(Records of labeled boxes)

■ ■ ■ ■

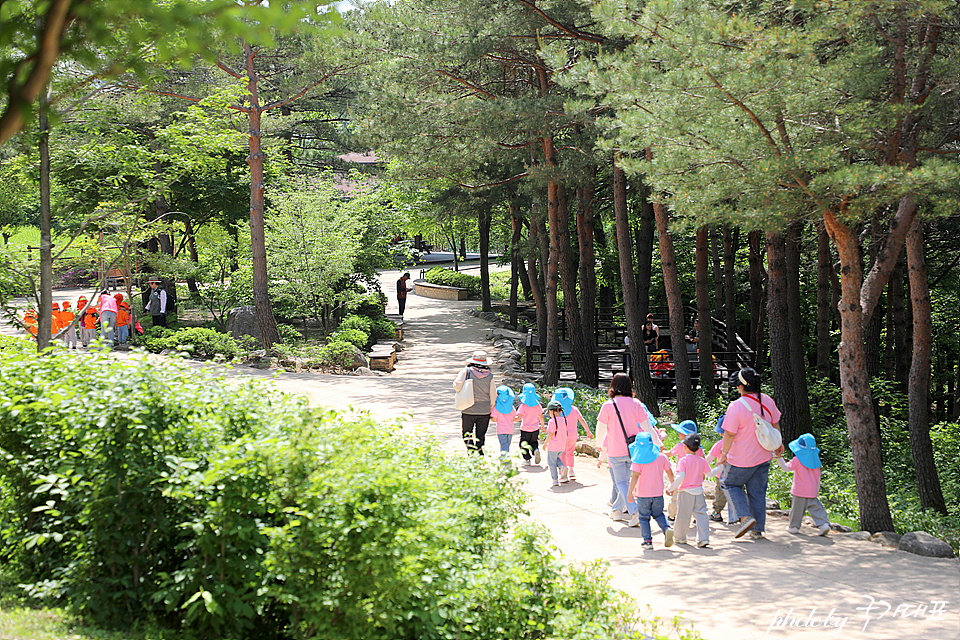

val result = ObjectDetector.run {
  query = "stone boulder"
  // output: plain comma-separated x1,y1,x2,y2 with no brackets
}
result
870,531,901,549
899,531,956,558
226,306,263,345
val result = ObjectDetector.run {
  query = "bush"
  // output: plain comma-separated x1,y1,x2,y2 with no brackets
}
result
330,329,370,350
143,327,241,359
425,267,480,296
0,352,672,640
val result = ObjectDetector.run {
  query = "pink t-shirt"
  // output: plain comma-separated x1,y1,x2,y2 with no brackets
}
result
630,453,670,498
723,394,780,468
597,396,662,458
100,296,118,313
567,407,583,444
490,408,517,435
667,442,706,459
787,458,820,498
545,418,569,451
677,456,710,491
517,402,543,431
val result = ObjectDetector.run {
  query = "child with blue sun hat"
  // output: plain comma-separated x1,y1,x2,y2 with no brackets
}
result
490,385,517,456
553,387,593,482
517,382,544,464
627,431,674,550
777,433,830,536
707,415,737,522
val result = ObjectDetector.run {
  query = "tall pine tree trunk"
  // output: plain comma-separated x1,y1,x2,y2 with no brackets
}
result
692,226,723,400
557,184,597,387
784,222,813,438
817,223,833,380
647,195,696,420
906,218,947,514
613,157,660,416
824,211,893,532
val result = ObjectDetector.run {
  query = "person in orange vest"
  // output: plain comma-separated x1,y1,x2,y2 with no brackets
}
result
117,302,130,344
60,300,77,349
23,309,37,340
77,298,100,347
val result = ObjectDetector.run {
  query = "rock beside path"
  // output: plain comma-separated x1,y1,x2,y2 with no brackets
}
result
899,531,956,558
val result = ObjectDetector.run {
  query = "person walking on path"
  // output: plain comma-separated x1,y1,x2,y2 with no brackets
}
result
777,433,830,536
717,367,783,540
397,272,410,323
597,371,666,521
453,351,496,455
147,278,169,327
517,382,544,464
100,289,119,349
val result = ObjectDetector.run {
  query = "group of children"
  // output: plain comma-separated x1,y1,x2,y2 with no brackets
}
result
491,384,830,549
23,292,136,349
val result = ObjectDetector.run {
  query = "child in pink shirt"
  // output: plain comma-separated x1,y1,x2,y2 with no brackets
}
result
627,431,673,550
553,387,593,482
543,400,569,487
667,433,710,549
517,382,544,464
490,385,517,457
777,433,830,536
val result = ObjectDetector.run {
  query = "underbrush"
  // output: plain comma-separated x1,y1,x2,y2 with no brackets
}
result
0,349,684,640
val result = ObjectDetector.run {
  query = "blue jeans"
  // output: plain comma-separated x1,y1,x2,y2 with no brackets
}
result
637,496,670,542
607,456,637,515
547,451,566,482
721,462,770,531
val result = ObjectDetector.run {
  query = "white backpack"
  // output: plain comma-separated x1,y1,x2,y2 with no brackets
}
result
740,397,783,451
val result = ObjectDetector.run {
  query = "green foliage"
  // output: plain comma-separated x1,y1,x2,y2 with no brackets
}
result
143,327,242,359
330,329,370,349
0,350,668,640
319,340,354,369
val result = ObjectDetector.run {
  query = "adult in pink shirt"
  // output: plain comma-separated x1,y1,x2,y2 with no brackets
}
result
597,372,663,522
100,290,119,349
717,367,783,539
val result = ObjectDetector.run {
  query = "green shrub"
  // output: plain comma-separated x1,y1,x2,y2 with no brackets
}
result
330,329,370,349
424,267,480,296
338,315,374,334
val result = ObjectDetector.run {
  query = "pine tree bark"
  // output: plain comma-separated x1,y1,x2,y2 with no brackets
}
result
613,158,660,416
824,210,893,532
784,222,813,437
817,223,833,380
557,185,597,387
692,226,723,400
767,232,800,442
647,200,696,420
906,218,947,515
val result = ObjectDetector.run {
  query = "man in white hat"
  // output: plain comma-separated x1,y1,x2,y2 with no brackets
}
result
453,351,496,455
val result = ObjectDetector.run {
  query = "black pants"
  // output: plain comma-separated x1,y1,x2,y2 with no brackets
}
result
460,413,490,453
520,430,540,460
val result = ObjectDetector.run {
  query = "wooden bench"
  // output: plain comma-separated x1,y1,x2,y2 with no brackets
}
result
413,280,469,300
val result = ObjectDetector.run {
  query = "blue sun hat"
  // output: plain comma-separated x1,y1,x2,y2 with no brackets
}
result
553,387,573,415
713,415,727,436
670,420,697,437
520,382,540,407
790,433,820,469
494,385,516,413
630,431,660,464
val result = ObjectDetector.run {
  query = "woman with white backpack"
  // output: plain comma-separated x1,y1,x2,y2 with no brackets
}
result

■ ■ ■ ■

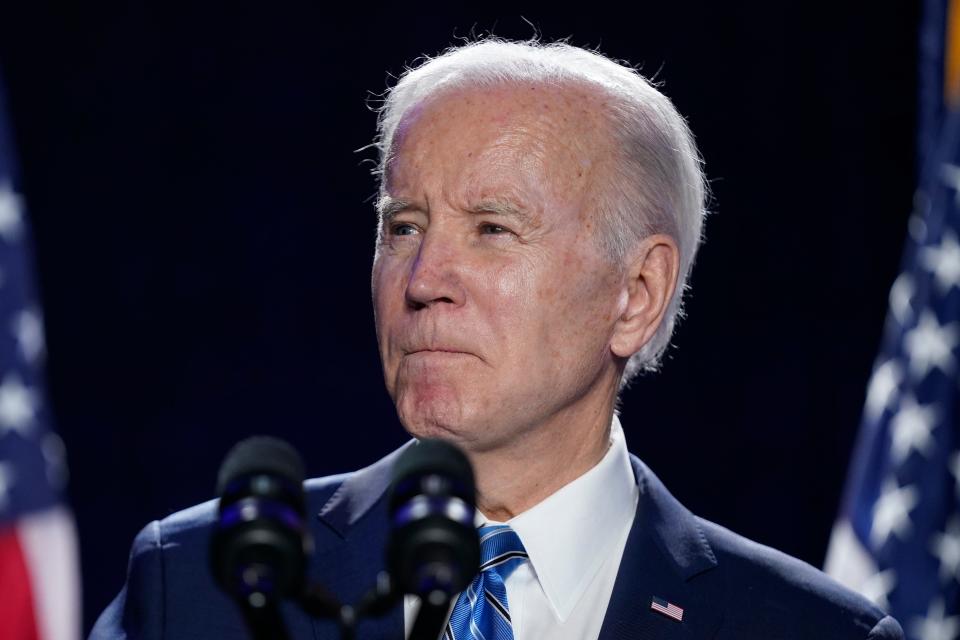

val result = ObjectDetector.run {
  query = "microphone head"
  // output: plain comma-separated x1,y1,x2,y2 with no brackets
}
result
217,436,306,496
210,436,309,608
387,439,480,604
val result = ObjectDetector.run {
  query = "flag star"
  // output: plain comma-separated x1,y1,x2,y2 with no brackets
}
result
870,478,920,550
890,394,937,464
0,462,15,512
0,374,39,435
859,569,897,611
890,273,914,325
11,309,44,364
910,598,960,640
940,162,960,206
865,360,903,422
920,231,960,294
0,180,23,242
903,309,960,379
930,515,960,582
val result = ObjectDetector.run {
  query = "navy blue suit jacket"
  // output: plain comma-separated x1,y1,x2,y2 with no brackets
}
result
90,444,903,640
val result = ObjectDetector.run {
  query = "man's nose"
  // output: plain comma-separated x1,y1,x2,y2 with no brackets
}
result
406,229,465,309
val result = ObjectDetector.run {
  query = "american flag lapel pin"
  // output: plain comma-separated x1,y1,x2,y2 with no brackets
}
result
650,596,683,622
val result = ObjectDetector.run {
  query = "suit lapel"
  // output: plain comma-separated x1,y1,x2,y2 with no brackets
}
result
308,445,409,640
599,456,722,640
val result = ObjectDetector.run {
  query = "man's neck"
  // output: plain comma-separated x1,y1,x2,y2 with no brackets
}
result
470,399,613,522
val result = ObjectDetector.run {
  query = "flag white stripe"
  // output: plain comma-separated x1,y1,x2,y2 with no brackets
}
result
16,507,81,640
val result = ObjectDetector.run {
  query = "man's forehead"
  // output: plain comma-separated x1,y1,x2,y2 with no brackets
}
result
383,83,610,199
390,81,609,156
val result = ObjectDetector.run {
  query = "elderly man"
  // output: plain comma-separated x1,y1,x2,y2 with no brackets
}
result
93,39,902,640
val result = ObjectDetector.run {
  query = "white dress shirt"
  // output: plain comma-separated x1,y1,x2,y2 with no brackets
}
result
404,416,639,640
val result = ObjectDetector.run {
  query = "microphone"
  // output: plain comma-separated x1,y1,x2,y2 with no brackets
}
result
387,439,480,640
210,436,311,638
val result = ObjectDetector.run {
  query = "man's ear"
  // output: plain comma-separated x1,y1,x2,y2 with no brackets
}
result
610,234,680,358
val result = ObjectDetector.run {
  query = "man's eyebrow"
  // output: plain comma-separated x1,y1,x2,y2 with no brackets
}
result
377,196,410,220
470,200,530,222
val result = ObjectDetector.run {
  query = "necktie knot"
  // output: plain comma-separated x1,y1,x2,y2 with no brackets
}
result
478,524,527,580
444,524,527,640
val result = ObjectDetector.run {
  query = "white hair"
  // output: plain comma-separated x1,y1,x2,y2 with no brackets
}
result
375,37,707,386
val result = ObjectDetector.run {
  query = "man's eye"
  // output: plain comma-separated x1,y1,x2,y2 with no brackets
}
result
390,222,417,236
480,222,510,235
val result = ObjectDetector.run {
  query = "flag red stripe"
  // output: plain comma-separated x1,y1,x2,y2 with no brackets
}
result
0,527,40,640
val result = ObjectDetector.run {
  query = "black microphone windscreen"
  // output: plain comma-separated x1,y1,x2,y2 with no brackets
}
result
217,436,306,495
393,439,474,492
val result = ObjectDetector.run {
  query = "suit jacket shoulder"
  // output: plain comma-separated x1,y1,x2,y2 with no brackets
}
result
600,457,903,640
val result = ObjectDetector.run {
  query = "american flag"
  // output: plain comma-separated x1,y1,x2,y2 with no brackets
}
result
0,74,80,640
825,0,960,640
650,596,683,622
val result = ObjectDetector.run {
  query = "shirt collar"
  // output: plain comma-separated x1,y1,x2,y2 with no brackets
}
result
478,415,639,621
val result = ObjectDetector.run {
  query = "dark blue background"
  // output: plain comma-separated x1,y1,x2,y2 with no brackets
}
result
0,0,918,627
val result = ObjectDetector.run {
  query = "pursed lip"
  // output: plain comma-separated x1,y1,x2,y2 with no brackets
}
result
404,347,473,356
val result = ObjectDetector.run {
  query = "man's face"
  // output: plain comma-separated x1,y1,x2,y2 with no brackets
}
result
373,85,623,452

■ ■ ■ ■

Directions
How many lines in the records above contain the word "backpack"? Reply with the number alone.

Worked solution
2